**What is being asked:**
Print each of the records below word for word, with every line unchanged and in its original order.

**Record extracts:**
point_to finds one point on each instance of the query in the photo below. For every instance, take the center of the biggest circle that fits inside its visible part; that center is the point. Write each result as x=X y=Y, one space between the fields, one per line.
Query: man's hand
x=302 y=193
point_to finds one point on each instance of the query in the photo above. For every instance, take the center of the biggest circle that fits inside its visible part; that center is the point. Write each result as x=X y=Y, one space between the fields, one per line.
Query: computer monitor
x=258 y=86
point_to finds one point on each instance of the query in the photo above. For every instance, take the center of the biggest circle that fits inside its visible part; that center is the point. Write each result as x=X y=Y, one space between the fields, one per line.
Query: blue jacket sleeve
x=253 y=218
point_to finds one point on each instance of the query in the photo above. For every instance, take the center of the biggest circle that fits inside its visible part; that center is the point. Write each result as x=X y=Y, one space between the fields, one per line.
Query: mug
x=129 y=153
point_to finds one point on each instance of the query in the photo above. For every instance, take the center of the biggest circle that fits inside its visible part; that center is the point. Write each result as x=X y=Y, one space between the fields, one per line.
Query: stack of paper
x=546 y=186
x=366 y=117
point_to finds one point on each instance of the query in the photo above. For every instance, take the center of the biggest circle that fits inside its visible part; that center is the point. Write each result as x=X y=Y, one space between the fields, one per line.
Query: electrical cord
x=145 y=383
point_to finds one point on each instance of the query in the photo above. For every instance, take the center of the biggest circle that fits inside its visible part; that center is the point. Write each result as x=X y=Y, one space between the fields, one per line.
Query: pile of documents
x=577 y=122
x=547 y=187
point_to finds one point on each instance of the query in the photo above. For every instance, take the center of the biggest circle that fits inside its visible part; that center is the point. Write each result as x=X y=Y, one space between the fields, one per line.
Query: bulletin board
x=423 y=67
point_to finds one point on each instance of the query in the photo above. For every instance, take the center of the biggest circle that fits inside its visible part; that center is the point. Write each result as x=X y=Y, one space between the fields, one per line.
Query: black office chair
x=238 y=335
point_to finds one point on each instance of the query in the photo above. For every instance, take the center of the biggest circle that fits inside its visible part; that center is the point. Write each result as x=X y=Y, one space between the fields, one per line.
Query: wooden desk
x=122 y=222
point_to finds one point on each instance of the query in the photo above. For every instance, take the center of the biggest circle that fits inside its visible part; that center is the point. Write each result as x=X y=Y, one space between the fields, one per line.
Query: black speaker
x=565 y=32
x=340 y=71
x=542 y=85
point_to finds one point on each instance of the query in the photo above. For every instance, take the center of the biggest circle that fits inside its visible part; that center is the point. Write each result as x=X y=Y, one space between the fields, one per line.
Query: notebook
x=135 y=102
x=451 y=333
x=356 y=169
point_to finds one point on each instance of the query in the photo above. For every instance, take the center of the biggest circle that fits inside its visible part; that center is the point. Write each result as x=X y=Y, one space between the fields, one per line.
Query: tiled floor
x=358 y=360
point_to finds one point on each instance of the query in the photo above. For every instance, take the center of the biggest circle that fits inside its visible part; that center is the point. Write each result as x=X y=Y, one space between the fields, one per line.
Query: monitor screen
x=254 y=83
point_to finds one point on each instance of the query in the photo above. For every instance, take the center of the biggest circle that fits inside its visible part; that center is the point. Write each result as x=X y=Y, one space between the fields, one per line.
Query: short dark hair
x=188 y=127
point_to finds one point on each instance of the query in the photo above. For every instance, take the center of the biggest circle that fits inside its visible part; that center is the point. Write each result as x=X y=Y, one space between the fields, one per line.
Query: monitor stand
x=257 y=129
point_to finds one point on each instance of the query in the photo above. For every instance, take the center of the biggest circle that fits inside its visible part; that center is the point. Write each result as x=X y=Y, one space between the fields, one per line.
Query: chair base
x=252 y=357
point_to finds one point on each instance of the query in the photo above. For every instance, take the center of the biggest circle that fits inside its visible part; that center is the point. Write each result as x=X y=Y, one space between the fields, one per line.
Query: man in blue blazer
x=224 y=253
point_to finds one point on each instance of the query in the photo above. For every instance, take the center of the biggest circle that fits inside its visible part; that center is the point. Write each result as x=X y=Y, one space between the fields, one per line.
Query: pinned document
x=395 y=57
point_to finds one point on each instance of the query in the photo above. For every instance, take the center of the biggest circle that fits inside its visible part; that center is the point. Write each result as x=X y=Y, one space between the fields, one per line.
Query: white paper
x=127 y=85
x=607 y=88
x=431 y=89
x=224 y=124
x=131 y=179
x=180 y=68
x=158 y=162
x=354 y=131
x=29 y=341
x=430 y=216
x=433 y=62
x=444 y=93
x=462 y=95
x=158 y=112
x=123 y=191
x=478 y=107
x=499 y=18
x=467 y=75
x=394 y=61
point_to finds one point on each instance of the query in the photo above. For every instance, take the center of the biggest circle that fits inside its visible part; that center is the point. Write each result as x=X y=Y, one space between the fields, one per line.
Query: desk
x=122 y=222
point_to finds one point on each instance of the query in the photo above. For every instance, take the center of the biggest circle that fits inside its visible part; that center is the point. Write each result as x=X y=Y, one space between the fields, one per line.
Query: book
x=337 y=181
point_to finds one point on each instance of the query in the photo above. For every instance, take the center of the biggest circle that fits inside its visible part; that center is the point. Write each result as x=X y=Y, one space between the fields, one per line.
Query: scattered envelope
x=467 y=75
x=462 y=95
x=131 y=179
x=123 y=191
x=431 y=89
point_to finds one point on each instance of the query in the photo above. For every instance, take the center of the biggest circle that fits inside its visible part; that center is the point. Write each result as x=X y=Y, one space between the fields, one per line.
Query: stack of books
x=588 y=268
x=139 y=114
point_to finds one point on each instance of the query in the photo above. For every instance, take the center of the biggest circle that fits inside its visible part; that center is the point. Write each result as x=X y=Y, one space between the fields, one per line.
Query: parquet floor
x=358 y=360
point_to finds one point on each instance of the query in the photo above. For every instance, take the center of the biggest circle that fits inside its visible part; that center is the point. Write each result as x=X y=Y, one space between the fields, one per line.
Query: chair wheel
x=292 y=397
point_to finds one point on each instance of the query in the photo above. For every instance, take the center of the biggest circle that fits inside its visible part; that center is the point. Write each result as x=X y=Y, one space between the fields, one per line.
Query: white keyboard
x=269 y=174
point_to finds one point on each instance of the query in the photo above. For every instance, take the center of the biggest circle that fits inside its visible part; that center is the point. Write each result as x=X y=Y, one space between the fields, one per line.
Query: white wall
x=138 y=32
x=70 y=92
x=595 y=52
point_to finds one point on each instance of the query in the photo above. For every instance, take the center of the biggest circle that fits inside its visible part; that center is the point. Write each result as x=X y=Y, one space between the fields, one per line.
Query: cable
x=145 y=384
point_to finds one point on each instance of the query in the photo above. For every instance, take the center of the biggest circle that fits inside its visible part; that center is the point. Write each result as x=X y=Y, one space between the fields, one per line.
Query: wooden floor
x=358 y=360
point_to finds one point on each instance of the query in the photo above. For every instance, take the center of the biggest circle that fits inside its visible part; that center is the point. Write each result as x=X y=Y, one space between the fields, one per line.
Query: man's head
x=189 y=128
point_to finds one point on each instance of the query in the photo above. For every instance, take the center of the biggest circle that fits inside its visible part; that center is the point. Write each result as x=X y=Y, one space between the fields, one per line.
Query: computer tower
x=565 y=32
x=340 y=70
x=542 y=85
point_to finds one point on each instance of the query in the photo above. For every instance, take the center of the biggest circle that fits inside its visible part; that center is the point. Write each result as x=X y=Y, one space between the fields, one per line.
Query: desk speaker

**In response:**
point_to finds one point on each instance of the query in the photo below. For every instance, take the center of the biggest circle that fits inside its visible part; that center is the point. Write each result as x=X y=Y, one space between the fields, one per line.
Query: man's hand
x=302 y=193
point_to finds one point on each instance of the query in the photo above. For every instance, take the center of the biggest circle that fits inside its visible part; that center is the point. Write each result as x=X y=Y, one space between the fields, one per line.
Query: computer monitor
x=258 y=86
point_to finds one point on each instance of the query in the photo above. For every instance, take the center of the biggest circle that fits inside its visible part; that center is the point. Write each result as x=X y=Y, one space between the fields, one per line.
Query: blue jacket sleeve
x=253 y=218
point_to finds one point on each instance of the query in the photo above. For every instance, take the center of the biggest circle that fits inside its visible part; that center is the point. Write each result as x=X y=Y, one space between the fields, one per line.
Query: mug
x=129 y=153
point_to finds one point on each instance of the query in the photo above. For every instance, take the center of the biggest circle that fits inside its visible part; that center is the point. Write each result as x=X y=Y, one space between the fields, one per line.
Query: stack of paper
x=546 y=186
x=366 y=117
point_to finds one point on each instance of the query in the photo above. For every instance, take the center of the biggest circle that fits inside its visible part; that center is the point. Write each result as x=X y=Y, one space between the fields, one per line.
Query: electrical cord
x=145 y=383
point_to finds one point on each instance of the query in the photo above. For every instance, take the center of the biggest circle that fits inside its visible part; that center is the point. Write each result as x=X y=Y, one space between the fields, one per line.
Query: pile of documents
x=577 y=122
x=547 y=187
point_to finds one point on each instance of the query in the photo above. For every instance, take the center of the biggest circle that fits inside its visible part; that center is the point. Write each result as x=X y=Y, one space between the fields, one per line.
Query: bulletin board
x=423 y=67
point_to finds one point on each instance of the query in the photo above. For every instance, take the center of the biggest circle that fits inside its visible part; that center is the point. Write each result as x=X y=Y, one space between the fields, one per line.
Query: black office chair
x=238 y=335
point_to finds one point on each instance of the query in the photo above. For every instance, take the center of the biggest circle that fits inside its visible part; that center is the point. Write each result as x=X y=Y, one space between the fields, one per line.
Query: wooden desk
x=122 y=222
point_to finds one point on each instance of the query in the photo above. For every instance, take the center of the biggest circle that fits inside its visible part; that center is the point. Write each result as x=X y=Y, one space between the fields, one per line.
Query: black speaker
x=565 y=32
x=340 y=71
x=542 y=85
point_to finds one point on each instance of the query in the photo above. For every instance, take the center of the biggest circle that fits inside its visible part; that center is the point. Write each result as x=X y=Y, one space between the fields, one per line.
Query: notebook
x=135 y=102
x=451 y=333
x=356 y=169
point_to finds one point on each instance of the query in the photo above. For every instance, take the center of the biggest circle that fits inside its visible part; that center is the point. Write each result as x=X y=Y, one space between the fields, one per line.
Query: tiled floor
x=358 y=360
point_to finds one point on each instance of the query in the photo above. For every instance, take the center of the biggest circle that fits inside its visible part; that center is the point. Write each result as x=X y=Y, one space between the fields, one per line.
Query: monitor screen
x=254 y=83
point_to finds one point on each instance of the query in the photo above. For every instance, take the center of the biggest circle that fits inside its visible part; that center is the point. Write each result as x=X y=Y, one space between the fields, one per line.
Query: short dark hair
x=188 y=127
point_to finds one point on each instance of the query in the photo above. For every instance, take the center of the biggest circle that fits inside its visible part; that center is the point. Write each result as x=X y=Y, one space between the fields, one per line.
Query: monitor stand
x=257 y=129
point_to finds one point on each instance of the query in the photo above. For every instance, take the center of the biggest circle that fits inside its visible part; that center is the point. Write each result as x=X y=Y, one space between the fields, one per line.
Query: chair base
x=252 y=357
point_to finds one point on each instance of the query in the photo above. For every instance, take the center of the biggest circle that fits inside its visible part; that center is the point. Write each result as x=X y=Y, one space between the fields, one per line.
Query: man in blue blazer
x=224 y=253
point_to finds one point on each instance of the query in the photo above. For every instance, take the center of the biggest circle that fits inside its visible part; that center is the point. Write each result as x=X y=Y, one space between the fields, one per line.
Query: pinned document
x=395 y=57
point_to finds one point on each instance of the query in the photo above. For every instance, take the center of the biggest circle that fits inside its visible part; that center is the point. Write each result as x=X y=Y, one space between the fields, one per line.
Query: white paper
x=127 y=85
x=607 y=88
x=431 y=89
x=224 y=124
x=131 y=179
x=180 y=68
x=158 y=162
x=354 y=131
x=29 y=341
x=430 y=216
x=433 y=62
x=444 y=93
x=462 y=95
x=158 y=112
x=123 y=191
x=478 y=107
x=499 y=18
x=467 y=75
x=394 y=61
point_to finds one point on each instance of the query in the photo above. For every instance, take the center of the biggest circle that fits inside its visible part; that center is the point. Write each result as x=X y=Y, one space between the fields, one per line.
Query: desk
x=122 y=222
point_to finds one point on each instance of the query in the photo above. For every instance, take the center of the biggest circle that fits inside its visible part; that center is the point. Write each result as x=X y=Y, one space between the fields, one per line.
Query: book
x=337 y=181
point_to finds one point on each instance of the query in the photo above. For every instance, take the center of the biggest circle that fits inside its visible part; that center is the point. Write each result as x=X y=Y, one space between the fields, one per line.
Query: scattered envelope
x=467 y=75
x=462 y=95
x=131 y=179
x=123 y=191
x=431 y=89
point_to finds one point on each instance of the query in the photo above. For every instance, take the center of the biggest circle that fits inside its visible part; that center is the point. Write each result as x=X y=Y, one space between the fields, one per line.
Query: stack of books
x=588 y=268
x=139 y=114
point_to finds one point on each instance of the query in the photo above. For every instance, take the center of the biggest circle that fits inside its visible part; that center is the point. Write each result as x=X y=Y, one space between the fields, one per line.
Query: parquet floor
x=358 y=360
point_to finds one point on each instance of the query in the photo above. For every instance, take the center of the biggest circle that fits inside its visible part; that center is the point. Write each result as x=X y=Y, one space between the fields, one per line.
Query: chair wheel
x=292 y=397
point_to finds one point on each instance of the query in the photo above. For every instance, take the center of the biggest circle that fits inside its visible part; that center is the point. Write each result as x=X y=Y, one space between the fields, one per line.
Query: white keyboard
x=269 y=174
point_to finds one point on each instance of the query in the photo above. For every instance, take the center of the biggest circle that fits inside its visible part; that center is the point. Write each result as x=X y=Y, one space between the fields, one per line.
Query: white wall
x=138 y=32
x=70 y=92
x=595 y=52
point_to finds one point on each instance of the query in the photo above. For every instance, take the center of the biggest circle that fits inside its visible part; that center is the point. Write each result as x=X y=Y, one space between the fields, one per line.
Query: cable
x=145 y=384
point_to finds one point on each instance of the query in the photo above. For every instance, take the center of the biggest circle that fits inside its visible part; that center is the point. Write each result as x=X y=Y, one space between the fields, one per line.
Query: wooden floor
x=358 y=360
point_to finds one point on each instance of the query in the photo above. For every instance, take the center of the biggest circle that fits inside its visible part; that center is the point. Write each result as x=X y=Y, one space between the fields, one per line.
Query: man's head
x=189 y=128
point_to finds one point on each instance of the query in the photo above. For every instance, take the center of the biggest circle that fits inside its visible part; that center is the point. Write each result as x=X y=Y, one space between the fields, one per line.
Query: computer tower
x=565 y=32
x=340 y=70
x=542 y=85
point_to finds one point on each instance of the query in the photo above. For every instance, take the center of the biggest circle that fits inside its visible part; that center is the point. Write each result as x=X y=Y, one space between the fields, one per line.
Query: desk speaker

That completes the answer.